→ **Set problem**:
Please switch "green sleeves" to "black sleeves" in the listing, from its start through the line holding "left=346, top=107, right=499, bottom=258", inclusive. Reproduce only those lines, with everything else unchanged.

→ **Dataset**:
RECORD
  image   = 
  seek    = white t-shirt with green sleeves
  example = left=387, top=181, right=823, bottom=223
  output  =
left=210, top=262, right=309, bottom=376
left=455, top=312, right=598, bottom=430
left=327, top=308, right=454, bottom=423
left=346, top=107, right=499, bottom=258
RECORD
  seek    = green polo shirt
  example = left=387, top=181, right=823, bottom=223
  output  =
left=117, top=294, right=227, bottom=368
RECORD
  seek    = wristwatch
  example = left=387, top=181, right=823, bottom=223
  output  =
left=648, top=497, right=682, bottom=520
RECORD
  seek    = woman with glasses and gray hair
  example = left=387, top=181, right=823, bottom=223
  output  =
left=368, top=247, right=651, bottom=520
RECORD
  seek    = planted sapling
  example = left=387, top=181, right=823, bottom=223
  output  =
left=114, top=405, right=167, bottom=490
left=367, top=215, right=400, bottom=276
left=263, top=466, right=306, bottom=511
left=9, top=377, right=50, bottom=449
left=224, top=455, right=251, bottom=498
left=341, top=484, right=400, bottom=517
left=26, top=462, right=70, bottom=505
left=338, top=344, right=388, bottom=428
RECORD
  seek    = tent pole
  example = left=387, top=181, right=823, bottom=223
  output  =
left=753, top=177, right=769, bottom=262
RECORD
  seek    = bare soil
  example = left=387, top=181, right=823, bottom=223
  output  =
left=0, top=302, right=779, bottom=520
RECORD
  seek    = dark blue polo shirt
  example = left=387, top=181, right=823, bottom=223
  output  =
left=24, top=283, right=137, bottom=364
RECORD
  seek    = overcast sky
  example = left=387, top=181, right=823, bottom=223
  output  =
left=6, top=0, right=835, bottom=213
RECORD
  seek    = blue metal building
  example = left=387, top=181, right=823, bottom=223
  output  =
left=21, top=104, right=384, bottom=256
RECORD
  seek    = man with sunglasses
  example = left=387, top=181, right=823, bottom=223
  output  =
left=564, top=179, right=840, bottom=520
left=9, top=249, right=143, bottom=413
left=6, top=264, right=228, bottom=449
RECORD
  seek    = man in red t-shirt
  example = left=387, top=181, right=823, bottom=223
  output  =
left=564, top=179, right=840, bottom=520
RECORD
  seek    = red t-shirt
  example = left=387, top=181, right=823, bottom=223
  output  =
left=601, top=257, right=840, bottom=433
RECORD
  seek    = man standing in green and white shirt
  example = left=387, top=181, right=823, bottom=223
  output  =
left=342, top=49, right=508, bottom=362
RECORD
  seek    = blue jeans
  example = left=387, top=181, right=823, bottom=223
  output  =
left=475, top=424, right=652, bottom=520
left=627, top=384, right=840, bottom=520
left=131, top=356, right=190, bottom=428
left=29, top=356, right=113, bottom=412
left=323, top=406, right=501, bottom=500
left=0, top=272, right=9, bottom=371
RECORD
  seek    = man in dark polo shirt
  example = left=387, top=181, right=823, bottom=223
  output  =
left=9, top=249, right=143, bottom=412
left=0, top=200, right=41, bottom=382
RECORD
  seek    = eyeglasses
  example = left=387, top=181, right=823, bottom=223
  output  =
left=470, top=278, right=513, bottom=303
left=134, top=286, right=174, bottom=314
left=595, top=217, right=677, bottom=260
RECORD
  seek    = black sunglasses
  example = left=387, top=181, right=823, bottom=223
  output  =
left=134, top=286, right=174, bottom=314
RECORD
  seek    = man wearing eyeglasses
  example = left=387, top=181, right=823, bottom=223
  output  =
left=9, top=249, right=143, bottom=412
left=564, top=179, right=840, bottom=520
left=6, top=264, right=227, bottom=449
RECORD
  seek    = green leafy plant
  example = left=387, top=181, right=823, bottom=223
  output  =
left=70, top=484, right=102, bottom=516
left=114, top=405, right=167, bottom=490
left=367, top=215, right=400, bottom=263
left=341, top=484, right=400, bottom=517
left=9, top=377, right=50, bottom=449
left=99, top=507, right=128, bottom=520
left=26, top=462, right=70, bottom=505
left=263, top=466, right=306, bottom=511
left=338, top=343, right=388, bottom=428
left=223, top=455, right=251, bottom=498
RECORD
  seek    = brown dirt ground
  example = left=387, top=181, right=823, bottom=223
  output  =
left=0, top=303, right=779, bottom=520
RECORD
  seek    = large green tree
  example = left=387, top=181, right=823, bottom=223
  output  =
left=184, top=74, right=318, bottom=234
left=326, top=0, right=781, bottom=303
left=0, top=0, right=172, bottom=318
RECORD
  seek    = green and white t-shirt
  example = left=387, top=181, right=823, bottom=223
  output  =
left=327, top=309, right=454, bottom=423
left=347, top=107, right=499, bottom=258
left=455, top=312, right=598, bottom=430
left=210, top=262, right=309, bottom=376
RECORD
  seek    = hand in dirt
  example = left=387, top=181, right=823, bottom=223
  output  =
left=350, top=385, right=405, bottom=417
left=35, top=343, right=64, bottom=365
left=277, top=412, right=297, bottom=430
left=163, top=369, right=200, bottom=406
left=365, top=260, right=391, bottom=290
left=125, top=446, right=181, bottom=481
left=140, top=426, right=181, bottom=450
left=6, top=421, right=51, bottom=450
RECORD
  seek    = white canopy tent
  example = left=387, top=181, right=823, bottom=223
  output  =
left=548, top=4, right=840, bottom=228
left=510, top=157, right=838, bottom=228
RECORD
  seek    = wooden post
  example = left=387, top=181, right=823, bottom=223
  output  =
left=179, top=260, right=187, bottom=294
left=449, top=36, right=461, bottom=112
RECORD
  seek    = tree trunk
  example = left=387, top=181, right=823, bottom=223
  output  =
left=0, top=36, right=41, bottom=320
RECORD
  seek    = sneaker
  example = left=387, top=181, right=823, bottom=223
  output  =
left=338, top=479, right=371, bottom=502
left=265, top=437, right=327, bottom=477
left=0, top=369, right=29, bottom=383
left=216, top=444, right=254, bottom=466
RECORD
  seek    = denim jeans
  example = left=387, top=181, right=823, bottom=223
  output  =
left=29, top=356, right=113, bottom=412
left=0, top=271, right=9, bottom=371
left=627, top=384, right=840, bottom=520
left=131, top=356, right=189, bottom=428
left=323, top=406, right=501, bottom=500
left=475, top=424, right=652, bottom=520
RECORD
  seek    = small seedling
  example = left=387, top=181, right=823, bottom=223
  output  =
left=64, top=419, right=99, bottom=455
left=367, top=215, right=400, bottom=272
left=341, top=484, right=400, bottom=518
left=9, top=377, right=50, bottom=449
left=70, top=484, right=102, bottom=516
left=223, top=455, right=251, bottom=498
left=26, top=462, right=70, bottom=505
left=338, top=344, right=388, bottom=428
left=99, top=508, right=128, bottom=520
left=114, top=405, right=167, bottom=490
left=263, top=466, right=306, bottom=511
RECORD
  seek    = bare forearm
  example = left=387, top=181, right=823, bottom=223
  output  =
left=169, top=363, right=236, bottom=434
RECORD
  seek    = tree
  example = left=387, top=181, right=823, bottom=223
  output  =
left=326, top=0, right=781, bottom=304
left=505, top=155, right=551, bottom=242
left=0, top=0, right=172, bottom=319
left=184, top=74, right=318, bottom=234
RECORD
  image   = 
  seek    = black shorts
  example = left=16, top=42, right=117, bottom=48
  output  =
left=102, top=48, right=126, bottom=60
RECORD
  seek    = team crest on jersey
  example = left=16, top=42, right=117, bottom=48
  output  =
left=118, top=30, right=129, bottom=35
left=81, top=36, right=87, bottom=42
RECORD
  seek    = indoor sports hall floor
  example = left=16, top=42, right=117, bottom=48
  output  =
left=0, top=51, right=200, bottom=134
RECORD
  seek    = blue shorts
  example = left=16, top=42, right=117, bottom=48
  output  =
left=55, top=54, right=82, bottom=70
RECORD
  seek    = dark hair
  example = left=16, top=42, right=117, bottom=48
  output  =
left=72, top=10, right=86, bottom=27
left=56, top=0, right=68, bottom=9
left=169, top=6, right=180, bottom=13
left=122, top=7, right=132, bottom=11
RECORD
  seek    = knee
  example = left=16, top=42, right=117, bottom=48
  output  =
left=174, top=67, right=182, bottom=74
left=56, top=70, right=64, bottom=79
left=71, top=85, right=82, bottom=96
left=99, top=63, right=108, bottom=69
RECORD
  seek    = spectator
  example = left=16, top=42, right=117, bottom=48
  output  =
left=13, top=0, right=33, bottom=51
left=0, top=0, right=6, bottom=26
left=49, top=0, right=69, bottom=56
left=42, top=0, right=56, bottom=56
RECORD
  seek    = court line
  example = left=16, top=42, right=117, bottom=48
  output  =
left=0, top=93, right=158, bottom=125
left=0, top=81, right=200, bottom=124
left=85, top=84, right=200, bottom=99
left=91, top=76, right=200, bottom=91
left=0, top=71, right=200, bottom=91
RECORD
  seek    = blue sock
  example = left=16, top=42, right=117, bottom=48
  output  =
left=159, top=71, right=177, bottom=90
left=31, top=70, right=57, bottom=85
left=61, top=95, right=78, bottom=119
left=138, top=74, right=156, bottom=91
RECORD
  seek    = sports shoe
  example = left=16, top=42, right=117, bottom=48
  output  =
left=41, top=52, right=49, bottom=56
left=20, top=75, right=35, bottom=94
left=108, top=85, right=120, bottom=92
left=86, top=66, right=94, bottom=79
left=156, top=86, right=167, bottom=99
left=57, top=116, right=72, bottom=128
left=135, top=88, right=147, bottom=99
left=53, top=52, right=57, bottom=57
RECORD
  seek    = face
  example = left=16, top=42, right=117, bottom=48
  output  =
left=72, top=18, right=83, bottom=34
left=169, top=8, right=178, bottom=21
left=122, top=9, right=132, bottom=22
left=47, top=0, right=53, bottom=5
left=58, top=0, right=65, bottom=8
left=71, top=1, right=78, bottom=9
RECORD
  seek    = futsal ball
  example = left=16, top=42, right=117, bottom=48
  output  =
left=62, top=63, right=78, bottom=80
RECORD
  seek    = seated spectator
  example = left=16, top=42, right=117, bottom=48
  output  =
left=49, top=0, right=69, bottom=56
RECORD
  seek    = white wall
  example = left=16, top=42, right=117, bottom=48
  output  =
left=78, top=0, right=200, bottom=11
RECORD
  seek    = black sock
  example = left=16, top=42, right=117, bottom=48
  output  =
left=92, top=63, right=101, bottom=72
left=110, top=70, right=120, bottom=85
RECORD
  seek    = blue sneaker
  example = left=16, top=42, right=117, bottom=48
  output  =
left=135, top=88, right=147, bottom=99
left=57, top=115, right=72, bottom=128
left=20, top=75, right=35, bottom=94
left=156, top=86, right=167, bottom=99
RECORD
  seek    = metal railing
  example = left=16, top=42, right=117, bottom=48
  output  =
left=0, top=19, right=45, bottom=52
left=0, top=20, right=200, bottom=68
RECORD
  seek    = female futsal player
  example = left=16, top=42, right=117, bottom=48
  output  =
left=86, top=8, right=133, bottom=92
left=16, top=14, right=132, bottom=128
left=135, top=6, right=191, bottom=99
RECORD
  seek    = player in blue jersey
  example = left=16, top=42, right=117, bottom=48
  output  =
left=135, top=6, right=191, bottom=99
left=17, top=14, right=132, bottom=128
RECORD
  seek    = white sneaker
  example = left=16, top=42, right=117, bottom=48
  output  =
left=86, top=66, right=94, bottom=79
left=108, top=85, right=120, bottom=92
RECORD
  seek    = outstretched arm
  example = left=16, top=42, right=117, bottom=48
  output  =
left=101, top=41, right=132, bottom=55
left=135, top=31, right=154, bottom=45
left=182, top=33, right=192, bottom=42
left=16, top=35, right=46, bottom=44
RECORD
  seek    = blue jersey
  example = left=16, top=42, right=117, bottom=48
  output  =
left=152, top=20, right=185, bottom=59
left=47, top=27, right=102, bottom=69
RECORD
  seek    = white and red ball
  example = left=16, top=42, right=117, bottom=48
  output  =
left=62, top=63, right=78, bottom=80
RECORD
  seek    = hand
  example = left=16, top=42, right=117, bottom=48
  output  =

→ **Correct response**:
RECORD
  image   = 
  seek    = white t-shirt with black sleeves
  example = left=387, top=181, right=823, bottom=223
  output  =
left=210, top=262, right=309, bottom=376
left=455, top=312, right=598, bottom=430
left=327, top=308, right=454, bottom=423
left=346, top=107, right=499, bottom=258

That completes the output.